Questions à traiter ->
**A.** Dans le texte sur la « Mobilité courante », combien de personnes ont assisté aux tables rondes du matin ?
**B.** Remplacez « tables rondes » par « conférences » dans le passage du texte sur la « Mobilité courante » qui s’ouvre sur les mots contenant « Le concept de » et se ferme sur « ateliers de l’après-midi. », puis recopiez ce passage.

Texte présenté ->
= = =

Porté sur les fonts baptismaux il y a 5 ans, le Club National pour la « Mobilité courante » est revenu à Compiègne début juillet pour une journée de débats et de réflexions autour des applications issues du concept de Mobility as a Service (MaaS). Forme de concrétisation des MaaS, la « Mobilité courante » inspire les acteurs du secteur alors que les offres véritablement intégrées tardent encore à se mettre en place.
Le concept de Mobility as a Service (MaaS) est-il le successeur de la « Mobilité courante », définie par François Ferrieux fin 2014. Cinq ans après le colloque qui a permis de fonder le Club national pour la « Mobilité courante », l’Université de technologie de Compiègne était à nouveau le lieu d’organisation des échanges entre professionnels de la mobilité, cette fois-ci réunis pour discuter de la diffusion de l’esprit des MaaS des zones urbanisées vers les territoires moins denses. Près de 200 personnes ont assisté aux tables rondes du matin, et ont pris part aux ateliers de l’après-midi.
Si en France, personne ou presque n’avait entendu parler de MaaS en 2014, les services mis en place à Helsinki ont depuis fait l’objet de nombreux exposés, articles, et interventions dans différents événements professionnels. Ensuite, c’est la Loi d’orientation des mobilités qui a fixé l’objectif de mettre en place des solutions de mobilité alternatives à l’autosolisme et accessibles à tous, en tout lieu et à tout moment de la journée. « Mobilité courante » ou MaaS, quel que soit le terme employé, le but poursuivi semble identique. Reste à déterminer le chemin à emprunter pour y parvenir. Proposer un GPS vraiment multimodal ne se fait pas en un claquement de doigts. Le développement des services numériques facilite les choses, mais il serait erroné de se reposer sur la technologie sans tenir compte de la régulation.

= = =

Matériel fourni ->
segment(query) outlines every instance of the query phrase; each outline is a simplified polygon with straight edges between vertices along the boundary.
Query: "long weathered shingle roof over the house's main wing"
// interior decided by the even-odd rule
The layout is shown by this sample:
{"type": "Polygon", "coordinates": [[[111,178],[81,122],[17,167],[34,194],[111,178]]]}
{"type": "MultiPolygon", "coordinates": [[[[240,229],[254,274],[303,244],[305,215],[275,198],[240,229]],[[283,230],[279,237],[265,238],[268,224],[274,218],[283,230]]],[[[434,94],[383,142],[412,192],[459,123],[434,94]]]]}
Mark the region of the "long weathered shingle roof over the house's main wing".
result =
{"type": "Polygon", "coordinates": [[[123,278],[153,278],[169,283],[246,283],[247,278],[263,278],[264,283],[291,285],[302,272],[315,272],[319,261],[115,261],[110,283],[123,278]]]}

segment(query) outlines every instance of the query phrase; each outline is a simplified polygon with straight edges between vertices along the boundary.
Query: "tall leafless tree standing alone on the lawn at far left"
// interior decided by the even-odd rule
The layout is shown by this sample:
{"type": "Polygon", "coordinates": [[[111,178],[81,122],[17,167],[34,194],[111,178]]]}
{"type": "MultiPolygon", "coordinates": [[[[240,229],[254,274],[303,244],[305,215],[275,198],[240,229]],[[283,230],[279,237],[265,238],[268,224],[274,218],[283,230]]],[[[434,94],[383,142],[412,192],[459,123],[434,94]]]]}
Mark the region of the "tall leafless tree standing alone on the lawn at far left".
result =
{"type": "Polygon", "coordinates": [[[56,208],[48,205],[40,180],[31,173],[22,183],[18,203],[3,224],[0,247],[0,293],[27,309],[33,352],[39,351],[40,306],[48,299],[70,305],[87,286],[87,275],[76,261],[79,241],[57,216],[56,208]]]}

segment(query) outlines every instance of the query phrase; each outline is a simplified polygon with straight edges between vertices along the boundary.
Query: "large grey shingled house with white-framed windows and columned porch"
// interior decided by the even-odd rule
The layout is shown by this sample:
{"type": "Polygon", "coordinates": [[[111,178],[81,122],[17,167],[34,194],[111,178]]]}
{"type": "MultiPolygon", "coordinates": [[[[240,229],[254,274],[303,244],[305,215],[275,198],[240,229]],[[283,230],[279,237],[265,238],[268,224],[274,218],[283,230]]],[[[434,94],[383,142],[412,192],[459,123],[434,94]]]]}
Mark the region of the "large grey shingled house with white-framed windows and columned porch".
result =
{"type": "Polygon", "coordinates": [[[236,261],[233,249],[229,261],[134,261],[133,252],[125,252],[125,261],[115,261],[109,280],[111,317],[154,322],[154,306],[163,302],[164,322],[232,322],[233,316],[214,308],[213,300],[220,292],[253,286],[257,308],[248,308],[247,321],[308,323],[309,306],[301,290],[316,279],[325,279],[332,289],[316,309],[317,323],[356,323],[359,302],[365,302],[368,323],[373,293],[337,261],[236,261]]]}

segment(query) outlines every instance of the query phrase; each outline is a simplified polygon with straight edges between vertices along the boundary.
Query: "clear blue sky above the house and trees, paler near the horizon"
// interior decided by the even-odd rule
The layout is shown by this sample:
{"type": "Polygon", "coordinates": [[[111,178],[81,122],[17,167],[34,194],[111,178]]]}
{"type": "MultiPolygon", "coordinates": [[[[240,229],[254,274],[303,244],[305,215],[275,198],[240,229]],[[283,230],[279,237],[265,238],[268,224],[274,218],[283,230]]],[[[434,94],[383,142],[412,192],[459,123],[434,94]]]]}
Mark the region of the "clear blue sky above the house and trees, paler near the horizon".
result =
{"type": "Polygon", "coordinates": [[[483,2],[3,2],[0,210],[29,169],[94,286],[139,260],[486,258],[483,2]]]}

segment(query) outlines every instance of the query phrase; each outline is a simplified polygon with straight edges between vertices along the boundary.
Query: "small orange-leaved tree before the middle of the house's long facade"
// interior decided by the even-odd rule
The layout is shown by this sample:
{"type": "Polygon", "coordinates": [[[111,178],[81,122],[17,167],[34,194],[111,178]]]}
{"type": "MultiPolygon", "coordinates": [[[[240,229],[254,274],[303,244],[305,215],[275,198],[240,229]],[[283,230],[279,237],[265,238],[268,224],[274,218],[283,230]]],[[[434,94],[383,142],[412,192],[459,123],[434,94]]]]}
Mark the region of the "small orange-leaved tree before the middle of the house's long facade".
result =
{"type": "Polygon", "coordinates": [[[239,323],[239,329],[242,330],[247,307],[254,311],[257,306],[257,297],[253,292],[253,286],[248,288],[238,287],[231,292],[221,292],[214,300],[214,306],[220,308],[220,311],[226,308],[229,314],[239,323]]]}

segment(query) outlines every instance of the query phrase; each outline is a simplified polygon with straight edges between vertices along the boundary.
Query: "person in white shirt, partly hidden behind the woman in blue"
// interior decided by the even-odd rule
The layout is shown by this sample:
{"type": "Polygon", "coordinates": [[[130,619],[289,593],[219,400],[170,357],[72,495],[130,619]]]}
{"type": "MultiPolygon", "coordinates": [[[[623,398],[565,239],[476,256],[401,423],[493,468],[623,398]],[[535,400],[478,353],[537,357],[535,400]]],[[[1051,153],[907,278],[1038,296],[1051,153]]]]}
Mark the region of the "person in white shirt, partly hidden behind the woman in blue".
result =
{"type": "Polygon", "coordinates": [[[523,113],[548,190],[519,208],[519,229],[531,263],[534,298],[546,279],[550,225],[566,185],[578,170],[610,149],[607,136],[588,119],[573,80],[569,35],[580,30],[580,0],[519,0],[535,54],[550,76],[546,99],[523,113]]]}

= = =

Réponses ordonnées ->
**A.** Près de 200 personnes.

**B.**
Le concept de Mobility as a Service (MaaS) est-il le successeur de la « Mobilité courante », définie par François Ferrieux fin 2014. Cinq ans après le colloque qui a permis de fonder le Club national pour la « Mobilité courante », l’Université de technologie de Compiègne était à nouveau le lieu d’organisation des échanges entre professionnels de la mobilité, cette fois-ci réunis pour discuter de la diffusion de l’esprit des MaaS des zones urbanisées vers les territoires moins denses. Près de 200 personnes ont assisté aux conférences du matin, et ont pris part aux ateliers de l’après-midi.